■ Given records
┄┄┄┄┄┄┄┄┄┄
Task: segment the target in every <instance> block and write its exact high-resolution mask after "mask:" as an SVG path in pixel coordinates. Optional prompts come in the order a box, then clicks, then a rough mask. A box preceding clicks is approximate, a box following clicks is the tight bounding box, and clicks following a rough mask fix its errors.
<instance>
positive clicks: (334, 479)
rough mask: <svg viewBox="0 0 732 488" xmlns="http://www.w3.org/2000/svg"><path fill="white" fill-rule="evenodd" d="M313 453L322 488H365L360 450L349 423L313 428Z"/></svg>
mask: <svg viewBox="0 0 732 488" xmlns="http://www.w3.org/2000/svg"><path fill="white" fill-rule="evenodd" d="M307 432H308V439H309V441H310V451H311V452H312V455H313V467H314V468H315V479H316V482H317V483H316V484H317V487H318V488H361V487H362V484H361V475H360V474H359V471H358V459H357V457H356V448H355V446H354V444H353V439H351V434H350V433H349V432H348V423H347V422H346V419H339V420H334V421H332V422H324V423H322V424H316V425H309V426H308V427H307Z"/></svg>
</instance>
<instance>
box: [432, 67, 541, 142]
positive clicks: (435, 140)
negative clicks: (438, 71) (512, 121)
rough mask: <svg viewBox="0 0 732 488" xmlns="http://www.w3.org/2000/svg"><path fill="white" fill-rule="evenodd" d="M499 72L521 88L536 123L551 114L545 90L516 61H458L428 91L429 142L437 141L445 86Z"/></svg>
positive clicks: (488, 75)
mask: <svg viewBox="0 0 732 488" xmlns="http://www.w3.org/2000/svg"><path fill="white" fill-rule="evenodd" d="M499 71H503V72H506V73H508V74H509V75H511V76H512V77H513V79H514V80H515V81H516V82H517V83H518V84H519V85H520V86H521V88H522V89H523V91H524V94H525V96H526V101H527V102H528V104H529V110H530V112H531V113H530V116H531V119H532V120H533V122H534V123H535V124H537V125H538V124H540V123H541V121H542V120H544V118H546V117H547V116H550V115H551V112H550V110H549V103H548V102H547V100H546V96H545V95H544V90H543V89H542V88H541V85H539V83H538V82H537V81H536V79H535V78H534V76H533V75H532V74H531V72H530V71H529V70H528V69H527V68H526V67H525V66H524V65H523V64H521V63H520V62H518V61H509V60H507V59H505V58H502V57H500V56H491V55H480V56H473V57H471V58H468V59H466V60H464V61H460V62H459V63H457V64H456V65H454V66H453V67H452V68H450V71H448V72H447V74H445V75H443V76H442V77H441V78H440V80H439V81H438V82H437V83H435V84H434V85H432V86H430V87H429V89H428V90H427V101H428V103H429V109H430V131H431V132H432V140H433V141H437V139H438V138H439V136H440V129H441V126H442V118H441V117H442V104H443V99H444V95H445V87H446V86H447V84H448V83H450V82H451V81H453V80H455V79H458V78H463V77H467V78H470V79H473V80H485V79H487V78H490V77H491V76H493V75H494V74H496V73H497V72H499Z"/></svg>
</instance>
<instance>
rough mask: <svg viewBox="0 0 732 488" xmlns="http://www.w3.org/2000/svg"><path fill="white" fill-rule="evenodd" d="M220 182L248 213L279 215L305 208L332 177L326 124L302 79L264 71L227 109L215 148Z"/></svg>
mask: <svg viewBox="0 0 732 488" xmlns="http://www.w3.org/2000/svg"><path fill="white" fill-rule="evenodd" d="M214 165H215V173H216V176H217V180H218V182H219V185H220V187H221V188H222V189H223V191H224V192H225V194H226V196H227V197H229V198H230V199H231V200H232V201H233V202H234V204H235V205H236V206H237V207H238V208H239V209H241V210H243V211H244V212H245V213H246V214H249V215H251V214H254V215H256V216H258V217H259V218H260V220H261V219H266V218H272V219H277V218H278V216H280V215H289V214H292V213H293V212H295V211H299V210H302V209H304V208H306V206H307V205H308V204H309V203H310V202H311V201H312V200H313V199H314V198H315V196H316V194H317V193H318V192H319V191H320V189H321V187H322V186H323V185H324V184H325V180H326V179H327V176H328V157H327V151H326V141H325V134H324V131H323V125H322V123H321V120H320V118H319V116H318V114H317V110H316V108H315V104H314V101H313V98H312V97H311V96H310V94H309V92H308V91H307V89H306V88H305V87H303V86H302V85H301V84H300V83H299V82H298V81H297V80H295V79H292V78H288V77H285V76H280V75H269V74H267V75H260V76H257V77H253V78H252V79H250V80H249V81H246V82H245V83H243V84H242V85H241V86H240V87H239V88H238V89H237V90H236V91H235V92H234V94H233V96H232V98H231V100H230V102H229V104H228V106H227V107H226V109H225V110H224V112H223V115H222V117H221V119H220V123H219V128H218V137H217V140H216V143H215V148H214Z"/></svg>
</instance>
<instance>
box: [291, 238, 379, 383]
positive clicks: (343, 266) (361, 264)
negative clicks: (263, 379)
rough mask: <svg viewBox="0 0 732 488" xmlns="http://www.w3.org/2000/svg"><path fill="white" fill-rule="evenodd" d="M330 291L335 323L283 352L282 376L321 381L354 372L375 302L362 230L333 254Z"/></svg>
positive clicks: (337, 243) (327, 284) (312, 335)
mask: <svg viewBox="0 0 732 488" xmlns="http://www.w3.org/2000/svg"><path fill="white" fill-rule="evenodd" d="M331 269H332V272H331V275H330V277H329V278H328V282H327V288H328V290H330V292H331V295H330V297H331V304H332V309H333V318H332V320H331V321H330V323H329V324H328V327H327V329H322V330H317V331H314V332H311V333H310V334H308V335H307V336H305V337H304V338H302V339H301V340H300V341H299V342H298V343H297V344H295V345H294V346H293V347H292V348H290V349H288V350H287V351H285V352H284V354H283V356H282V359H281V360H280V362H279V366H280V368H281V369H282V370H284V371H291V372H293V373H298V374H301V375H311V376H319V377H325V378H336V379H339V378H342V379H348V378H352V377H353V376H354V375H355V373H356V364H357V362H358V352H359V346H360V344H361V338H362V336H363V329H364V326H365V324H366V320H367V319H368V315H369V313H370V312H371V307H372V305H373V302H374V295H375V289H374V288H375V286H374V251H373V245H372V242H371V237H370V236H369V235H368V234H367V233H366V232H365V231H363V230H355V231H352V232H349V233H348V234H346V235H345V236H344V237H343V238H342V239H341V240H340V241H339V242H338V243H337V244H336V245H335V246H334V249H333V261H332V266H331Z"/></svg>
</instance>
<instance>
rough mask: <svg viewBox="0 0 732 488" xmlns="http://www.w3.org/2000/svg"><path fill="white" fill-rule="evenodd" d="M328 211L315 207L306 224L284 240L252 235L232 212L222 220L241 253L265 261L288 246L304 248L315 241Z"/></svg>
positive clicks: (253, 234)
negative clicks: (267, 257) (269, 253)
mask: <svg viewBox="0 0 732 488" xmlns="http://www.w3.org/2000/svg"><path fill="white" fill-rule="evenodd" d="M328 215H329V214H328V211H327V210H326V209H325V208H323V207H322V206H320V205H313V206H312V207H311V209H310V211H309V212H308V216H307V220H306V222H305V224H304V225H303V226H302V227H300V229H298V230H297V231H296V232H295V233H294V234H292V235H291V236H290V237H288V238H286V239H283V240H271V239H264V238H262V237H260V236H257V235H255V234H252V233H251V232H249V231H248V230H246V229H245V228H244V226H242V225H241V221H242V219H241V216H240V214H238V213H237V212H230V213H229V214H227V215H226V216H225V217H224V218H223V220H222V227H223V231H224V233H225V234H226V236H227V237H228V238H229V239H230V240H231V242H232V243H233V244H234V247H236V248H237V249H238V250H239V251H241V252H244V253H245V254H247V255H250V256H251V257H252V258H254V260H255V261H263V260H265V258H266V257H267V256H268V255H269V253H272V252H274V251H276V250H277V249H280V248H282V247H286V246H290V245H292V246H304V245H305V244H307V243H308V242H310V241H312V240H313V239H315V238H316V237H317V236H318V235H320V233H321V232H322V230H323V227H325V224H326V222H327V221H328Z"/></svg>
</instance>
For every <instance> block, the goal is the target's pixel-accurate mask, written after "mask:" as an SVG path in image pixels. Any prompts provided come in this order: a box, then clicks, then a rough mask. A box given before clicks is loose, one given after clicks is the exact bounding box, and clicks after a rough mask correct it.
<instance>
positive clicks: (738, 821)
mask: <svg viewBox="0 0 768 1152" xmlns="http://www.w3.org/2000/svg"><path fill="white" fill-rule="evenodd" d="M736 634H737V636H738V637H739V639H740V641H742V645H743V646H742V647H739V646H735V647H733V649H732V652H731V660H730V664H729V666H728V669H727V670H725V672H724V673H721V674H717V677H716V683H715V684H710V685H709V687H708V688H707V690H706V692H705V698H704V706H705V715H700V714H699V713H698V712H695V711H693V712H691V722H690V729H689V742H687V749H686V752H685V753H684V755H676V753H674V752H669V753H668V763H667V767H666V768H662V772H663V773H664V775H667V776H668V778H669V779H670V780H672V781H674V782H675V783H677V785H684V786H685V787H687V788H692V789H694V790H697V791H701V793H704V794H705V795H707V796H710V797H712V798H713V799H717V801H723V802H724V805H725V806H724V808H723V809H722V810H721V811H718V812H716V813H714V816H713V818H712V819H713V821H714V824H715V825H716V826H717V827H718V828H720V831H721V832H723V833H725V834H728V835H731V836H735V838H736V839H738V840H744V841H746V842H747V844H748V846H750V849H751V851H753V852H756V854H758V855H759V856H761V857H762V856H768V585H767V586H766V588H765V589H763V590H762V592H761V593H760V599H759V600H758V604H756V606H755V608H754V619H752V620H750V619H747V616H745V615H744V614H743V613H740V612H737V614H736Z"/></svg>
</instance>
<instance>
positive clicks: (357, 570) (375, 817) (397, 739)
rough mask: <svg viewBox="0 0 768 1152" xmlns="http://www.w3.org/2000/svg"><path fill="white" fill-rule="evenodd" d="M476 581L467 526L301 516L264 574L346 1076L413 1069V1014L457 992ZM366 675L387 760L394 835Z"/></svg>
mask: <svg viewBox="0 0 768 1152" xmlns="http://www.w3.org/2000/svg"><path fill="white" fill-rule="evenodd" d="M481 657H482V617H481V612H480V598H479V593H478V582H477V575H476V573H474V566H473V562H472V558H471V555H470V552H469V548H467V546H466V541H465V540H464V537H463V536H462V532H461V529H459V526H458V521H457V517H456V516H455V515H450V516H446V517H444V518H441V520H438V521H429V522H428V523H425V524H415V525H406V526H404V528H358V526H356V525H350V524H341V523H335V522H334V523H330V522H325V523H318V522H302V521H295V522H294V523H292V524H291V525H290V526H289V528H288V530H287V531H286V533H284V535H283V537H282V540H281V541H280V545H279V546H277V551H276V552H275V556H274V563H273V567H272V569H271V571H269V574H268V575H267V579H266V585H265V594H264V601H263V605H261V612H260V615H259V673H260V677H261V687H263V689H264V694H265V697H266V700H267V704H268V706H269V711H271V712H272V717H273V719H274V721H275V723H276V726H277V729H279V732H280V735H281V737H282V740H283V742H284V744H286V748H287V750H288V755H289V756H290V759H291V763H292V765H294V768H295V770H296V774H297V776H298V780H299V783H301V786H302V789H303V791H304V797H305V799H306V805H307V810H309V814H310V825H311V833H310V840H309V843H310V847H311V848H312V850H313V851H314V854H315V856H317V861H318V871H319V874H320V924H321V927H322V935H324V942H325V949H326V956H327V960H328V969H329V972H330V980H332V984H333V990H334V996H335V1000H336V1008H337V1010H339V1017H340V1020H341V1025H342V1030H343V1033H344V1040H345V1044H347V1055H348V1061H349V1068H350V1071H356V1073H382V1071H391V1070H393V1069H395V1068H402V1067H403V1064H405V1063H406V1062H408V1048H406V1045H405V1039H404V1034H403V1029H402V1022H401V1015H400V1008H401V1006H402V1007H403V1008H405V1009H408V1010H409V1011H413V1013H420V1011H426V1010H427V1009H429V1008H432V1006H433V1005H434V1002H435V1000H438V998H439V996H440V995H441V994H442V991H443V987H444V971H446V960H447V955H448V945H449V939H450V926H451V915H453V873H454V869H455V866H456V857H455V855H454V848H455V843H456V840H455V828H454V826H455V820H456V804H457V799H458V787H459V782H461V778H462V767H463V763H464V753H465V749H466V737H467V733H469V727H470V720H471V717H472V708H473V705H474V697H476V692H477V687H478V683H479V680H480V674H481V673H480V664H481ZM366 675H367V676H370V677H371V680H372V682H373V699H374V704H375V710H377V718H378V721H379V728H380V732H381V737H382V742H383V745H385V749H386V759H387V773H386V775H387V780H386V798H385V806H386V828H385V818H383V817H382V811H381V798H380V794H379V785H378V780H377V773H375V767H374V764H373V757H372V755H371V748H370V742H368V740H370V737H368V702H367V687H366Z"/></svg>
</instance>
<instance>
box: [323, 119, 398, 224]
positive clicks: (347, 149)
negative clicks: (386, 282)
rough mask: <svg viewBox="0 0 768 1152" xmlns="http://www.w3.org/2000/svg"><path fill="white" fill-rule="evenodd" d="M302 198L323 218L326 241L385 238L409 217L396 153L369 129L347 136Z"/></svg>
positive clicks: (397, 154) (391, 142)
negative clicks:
┄┄┄┄┄┄┄┄┄┄
■ What is being asked
Using the records above, set down exactly the lines from the one with "453L322 488H365L360 450L349" through the one with "72L521 88L536 123L551", inclusive, and nothing more.

■ Task answer
rough mask: <svg viewBox="0 0 732 488" xmlns="http://www.w3.org/2000/svg"><path fill="white" fill-rule="evenodd" d="M313 453L322 488H365L360 450L349 423L313 428Z"/></svg>
mask: <svg viewBox="0 0 732 488" xmlns="http://www.w3.org/2000/svg"><path fill="white" fill-rule="evenodd" d="M307 432H308V439H309V441H310V451H311V452H312V455H313V467H314V468H315V479H316V482H317V483H316V484H317V487H318V488H361V487H362V484H361V475H360V474H359V471H358V459H357V457H356V448H355V446H354V444H353V439H351V434H350V433H349V432H348V423H347V422H346V419H339V420H334V421H332V422H324V423H322V424H316V425H309V426H308V427H307Z"/></svg>
</instance>
<instance>
box: [432, 67, 541, 142]
positive clicks: (435, 140)
negative clicks: (438, 71) (512, 121)
rough mask: <svg viewBox="0 0 732 488" xmlns="http://www.w3.org/2000/svg"><path fill="white" fill-rule="evenodd" d="M499 72L521 88L536 123L551 114L545 90L516 61H458L428 91L429 142L437 141L445 86Z"/></svg>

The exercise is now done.